» TEXT
Their game of Azul had ended


Ian 56
Martin 54
Sam 40

They even had enough time to squeeze in a little NMBR9. Martin's quote "Once you get a hole, you're fucked" proved to be an accurate assessment of his situation.

Sam 90
Martin 56
Ian 47

And so ended the evening for most. Joe was offering lifts to the Eastonites, so they sped off and I was happy to call it a night at 10.40.

But Sam and Matt had one more game inside them. I got a text from Sam as I was getting ready for bed, telling me that Matt had beaten him at Tokyo Highway “by a car.” I’ve no idea what that means, but I hope to try it on Friday.


Until then, it’s good night from me, and it’s good night from them.

Wednesday 22 November 2017

From Milk Production to the Milky Way

Tonight Chris joined me for another bash at two-player Clans of Caledonia. Ian was going to join us, but with a big move coming up at the weekend, he had things on his mind other than cheese, bread and whisky. Well, maybe not whisky.

Before we could play Clans though, Stanley joined us for a bash at the lesser-spotted King of Tokyo. I realised we'd been playing a rule wrong - quelle surprise - but not a major one, fortunately, and long enough ago that Stan didn't think to tease me about it. Chris went on the attack, establishing himself in Tokyo and refusing to be budged, right up until the moment I killed him. One down, another to go.


Unfortunately the other in question was me, as Stanley kept poisoning me until I too expired. As ever, Stanley's comeuppance for this cheek was to be packed off to bed.

King of Tokyo: Stan

On to Clans. We'd played it a couple of weeks back so the rules were still fresh for Chris. He played as the Clan Who Build Next To Lakes, and I was the Clan Who Angle. We checked what the ports did and what the scoring was for each round, and we were off!


An hour and a bit later we were done. Despite Chris's late surge on importing sugar cane, my extra exports and proliferated settlements meant I claimed the win.

Chief of the Highlands: Sam

I have glossed over the rest to reach the high drama of the evening, which was the also lesser-spotted Cosmic Run, which after a flurry of plays on arrival has sat underneath Knitwit for the best part of a year.

» EXTRACTED DATA
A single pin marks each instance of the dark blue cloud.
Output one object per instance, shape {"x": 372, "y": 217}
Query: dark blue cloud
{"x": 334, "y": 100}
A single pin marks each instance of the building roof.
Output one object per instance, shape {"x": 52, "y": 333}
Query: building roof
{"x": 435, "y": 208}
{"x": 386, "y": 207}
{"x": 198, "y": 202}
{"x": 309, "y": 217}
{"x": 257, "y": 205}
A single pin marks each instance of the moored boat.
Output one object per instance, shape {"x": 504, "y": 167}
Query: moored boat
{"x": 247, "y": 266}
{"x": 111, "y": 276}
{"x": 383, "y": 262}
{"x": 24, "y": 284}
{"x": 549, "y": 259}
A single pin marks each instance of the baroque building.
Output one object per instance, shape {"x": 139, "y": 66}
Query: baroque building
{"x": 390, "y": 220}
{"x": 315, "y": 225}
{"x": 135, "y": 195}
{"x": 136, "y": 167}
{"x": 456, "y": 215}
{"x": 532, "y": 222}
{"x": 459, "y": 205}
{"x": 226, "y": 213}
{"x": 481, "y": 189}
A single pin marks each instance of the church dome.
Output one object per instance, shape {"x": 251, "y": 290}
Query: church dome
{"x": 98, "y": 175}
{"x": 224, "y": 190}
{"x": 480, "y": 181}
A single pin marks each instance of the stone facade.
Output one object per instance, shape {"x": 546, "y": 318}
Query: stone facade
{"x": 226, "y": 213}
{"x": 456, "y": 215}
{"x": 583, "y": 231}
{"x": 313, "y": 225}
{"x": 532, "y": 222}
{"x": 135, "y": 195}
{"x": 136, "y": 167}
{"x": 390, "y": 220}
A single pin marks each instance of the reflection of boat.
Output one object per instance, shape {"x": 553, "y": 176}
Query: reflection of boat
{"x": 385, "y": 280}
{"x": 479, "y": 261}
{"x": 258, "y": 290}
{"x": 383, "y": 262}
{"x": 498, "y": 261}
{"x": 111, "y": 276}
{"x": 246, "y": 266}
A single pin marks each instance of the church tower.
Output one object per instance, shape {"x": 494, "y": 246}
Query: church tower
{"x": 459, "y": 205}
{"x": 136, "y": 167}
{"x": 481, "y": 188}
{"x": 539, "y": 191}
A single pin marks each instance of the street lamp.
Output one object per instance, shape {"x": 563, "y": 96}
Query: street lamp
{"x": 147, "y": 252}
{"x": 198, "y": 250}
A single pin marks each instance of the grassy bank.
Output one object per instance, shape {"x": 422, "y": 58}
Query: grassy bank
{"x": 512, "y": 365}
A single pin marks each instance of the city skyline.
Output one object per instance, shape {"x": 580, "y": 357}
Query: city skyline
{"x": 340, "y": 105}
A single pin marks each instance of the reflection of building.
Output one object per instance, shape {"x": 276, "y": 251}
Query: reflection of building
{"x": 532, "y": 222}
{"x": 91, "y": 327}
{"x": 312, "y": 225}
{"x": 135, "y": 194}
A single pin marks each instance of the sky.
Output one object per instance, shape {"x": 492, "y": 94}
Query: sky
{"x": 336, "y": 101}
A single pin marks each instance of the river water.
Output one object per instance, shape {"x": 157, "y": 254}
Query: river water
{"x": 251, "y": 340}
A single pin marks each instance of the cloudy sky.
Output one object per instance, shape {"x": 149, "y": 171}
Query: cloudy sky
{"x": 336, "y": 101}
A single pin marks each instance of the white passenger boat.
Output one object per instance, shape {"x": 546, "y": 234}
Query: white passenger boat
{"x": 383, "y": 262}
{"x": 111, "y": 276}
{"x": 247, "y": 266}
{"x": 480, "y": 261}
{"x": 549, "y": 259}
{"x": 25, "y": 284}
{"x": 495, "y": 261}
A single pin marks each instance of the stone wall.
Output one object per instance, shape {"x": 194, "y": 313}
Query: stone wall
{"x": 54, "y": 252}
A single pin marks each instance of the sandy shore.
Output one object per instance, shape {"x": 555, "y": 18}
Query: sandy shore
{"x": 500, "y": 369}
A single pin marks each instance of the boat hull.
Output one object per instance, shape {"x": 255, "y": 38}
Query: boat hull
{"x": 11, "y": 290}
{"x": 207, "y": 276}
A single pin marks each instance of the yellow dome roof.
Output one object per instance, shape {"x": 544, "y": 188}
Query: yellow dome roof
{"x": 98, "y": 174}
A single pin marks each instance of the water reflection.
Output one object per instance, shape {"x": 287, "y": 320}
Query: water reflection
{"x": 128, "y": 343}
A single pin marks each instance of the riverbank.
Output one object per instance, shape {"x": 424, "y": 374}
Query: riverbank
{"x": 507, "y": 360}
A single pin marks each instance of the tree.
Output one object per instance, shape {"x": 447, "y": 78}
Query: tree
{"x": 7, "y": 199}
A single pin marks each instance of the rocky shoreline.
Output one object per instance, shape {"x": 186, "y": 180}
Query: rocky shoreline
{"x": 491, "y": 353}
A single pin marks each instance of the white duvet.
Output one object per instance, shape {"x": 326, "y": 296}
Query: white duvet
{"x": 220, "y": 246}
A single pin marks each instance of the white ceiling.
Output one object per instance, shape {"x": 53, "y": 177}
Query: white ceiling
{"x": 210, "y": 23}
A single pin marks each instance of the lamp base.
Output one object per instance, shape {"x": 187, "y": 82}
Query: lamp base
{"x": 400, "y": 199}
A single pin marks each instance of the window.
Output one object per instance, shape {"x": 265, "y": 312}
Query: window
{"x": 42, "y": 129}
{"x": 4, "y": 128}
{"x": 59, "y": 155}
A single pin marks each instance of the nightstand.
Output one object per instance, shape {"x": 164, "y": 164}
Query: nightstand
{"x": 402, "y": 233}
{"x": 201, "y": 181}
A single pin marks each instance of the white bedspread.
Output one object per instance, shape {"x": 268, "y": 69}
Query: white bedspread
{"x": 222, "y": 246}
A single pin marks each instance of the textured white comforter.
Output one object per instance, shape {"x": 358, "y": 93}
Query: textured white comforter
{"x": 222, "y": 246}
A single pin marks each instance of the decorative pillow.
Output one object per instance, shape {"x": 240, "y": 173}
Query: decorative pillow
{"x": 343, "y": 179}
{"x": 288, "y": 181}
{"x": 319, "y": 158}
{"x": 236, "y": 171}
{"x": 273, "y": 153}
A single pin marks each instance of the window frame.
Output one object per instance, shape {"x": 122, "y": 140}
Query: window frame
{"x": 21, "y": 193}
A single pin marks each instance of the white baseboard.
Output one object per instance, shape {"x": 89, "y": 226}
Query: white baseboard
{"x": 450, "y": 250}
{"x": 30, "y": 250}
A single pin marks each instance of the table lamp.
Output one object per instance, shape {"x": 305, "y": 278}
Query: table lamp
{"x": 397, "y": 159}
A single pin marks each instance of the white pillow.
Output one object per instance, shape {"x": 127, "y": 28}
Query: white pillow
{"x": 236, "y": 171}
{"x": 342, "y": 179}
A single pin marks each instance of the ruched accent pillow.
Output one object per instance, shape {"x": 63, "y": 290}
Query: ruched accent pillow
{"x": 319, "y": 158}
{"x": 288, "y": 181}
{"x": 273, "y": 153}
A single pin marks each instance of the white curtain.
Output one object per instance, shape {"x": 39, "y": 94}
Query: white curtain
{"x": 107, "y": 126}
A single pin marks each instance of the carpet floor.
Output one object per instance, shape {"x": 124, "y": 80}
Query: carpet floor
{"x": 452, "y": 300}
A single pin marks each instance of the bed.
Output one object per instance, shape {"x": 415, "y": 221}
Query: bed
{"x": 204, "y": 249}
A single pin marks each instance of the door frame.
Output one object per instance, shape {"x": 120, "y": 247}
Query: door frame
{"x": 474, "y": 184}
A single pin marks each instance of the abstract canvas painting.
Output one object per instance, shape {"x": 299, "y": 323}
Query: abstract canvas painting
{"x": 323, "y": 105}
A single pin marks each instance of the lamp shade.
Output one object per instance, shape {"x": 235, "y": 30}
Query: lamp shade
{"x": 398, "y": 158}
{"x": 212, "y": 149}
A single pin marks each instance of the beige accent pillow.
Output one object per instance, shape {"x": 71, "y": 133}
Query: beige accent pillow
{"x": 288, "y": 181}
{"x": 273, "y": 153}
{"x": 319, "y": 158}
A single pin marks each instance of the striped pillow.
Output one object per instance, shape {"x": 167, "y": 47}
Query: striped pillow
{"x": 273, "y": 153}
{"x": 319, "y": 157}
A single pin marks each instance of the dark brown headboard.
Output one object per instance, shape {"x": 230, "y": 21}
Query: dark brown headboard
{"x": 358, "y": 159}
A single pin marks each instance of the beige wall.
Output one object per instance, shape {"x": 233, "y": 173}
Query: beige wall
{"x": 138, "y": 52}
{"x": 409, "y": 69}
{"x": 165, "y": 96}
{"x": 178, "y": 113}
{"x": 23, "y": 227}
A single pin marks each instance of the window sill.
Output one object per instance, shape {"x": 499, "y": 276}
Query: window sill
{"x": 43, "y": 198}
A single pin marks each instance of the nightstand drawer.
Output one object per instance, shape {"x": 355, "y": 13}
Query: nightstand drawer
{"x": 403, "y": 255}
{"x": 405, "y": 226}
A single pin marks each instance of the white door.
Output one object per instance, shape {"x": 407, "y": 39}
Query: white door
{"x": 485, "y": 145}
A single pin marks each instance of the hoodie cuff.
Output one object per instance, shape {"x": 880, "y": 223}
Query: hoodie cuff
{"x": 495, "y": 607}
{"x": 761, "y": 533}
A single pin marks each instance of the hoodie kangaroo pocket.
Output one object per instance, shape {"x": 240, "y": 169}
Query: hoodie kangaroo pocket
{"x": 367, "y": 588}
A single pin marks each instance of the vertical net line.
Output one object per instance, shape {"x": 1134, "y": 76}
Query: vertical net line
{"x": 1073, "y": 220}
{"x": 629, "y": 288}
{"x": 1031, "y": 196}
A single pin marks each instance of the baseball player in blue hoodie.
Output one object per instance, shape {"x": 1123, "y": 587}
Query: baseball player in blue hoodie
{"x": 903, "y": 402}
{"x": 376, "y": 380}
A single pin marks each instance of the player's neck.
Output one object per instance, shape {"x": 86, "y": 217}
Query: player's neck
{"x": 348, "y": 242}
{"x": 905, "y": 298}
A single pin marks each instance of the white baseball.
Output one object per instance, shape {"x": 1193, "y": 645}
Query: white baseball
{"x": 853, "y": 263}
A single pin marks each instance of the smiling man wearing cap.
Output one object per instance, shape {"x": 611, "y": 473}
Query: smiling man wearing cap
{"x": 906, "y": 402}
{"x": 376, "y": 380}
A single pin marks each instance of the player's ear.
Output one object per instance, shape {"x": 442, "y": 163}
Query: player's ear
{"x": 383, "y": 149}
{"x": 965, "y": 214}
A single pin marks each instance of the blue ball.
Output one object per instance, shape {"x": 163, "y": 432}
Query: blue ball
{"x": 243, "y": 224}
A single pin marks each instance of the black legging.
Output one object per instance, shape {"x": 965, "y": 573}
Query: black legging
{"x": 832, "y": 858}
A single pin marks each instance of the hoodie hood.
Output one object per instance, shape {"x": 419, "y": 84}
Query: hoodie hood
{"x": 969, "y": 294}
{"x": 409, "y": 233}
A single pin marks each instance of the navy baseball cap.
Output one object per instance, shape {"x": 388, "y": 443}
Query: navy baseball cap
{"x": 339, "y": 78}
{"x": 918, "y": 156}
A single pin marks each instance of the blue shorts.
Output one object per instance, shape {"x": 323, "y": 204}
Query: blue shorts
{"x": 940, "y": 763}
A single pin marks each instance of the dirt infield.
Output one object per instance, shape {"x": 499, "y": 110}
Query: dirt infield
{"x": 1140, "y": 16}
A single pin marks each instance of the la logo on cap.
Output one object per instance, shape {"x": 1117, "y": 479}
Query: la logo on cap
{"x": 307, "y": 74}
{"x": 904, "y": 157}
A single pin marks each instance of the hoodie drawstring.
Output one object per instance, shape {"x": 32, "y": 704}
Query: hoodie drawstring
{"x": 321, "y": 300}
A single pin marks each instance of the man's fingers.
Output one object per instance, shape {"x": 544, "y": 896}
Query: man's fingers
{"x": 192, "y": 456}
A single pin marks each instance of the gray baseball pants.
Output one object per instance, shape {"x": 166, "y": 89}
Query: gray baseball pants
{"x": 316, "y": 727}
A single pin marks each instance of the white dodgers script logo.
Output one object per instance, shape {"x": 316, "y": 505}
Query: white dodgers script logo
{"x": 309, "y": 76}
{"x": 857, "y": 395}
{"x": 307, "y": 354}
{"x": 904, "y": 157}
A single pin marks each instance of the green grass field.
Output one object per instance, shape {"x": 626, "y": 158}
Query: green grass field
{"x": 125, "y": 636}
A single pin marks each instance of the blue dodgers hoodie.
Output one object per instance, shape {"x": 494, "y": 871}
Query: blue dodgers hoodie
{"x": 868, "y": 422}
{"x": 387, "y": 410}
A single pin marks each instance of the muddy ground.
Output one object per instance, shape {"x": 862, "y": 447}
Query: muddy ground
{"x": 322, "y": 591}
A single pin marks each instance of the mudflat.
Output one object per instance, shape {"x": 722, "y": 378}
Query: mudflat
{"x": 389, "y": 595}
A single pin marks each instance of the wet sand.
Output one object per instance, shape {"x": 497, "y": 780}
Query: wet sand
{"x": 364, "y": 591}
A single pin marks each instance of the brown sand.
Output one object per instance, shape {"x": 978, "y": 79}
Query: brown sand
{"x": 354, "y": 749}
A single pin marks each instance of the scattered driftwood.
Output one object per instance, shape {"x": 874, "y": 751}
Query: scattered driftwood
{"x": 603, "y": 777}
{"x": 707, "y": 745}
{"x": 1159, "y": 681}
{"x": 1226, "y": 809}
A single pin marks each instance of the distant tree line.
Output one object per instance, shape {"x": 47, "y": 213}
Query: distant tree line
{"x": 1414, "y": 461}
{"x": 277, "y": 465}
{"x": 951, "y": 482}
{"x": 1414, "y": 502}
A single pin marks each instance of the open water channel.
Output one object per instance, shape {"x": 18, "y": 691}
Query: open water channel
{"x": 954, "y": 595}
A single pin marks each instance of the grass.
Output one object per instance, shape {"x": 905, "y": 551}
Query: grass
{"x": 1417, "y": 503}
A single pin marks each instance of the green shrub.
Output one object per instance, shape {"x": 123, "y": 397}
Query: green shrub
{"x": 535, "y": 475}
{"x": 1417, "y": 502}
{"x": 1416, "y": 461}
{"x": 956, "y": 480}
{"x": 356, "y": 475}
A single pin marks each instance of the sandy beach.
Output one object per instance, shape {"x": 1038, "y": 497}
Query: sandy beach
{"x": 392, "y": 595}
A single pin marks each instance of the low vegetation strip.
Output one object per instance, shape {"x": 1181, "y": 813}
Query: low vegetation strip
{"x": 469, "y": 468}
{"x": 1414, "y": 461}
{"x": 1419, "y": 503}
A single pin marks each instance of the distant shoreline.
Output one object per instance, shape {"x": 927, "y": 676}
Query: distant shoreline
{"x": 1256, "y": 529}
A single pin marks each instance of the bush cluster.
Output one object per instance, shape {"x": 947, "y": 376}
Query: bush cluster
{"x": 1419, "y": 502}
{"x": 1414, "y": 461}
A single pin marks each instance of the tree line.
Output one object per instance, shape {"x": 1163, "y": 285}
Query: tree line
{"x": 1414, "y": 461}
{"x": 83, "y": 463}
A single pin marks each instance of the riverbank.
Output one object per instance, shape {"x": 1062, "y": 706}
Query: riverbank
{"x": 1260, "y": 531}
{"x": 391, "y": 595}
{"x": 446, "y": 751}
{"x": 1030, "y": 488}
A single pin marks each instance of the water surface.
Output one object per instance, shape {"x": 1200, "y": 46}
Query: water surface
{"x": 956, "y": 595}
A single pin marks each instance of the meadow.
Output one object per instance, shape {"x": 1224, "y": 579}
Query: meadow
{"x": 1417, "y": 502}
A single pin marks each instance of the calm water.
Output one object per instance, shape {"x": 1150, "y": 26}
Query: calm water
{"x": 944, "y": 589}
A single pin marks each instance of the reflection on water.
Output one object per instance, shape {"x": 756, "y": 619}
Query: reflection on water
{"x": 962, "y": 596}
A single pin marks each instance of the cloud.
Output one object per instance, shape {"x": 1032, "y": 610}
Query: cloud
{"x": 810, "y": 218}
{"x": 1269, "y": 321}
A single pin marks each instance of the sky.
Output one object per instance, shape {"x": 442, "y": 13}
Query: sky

» CHALLENGE A
From the game-night blog post, return the passage starting with "Their game of" and going on through "of his situation.", copied word for word.
» CHALLENGE B
Select every line in the entries above that contains the string "shoreline", and copy each one unchanged.

» EXPECTED OUTPUT A
Their game of Azul had ended


Ian 56
Martin 54
Sam 40

They even had enough time to squeeze in a little NMBR9. Martin's quote "Once you get a hole, you're fucked" proved to be an accurate assessment of his situation.

» EXPECTED OUTPUT B
A single pin marks each instance of the rocky shoreline.
Query: rocky shoreline
A single pin marks each instance of the distant shoreline.
Query: distant shoreline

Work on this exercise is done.